*AIM*
Quote every line of the items below word for word.

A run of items

*-*-*

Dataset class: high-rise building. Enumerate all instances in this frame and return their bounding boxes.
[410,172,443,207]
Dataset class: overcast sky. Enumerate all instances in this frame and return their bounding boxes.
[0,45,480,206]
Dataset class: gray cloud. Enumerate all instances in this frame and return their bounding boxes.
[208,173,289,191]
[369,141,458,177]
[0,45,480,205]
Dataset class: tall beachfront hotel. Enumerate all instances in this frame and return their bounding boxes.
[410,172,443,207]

*-*-*

*EXERCISE RESULT*
Dataset class: high-rise building. Enumerate all instances in this frame and return their bounding boxes.
[410,172,443,207]
Dataset class: overcast sky. Enumerate all instances in this frame and return their bounding boxes.
[0,45,480,206]
Dataset class: gray cloud. Enumerate all instances in this frame and return their bounding boxes.
[208,173,289,191]
[369,141,458,177]
[0,45,480,205]
Dataset class: tall beachfront hotel. Enumerate all instances in this frame and return their bounding boxes.
[410,172,443,207]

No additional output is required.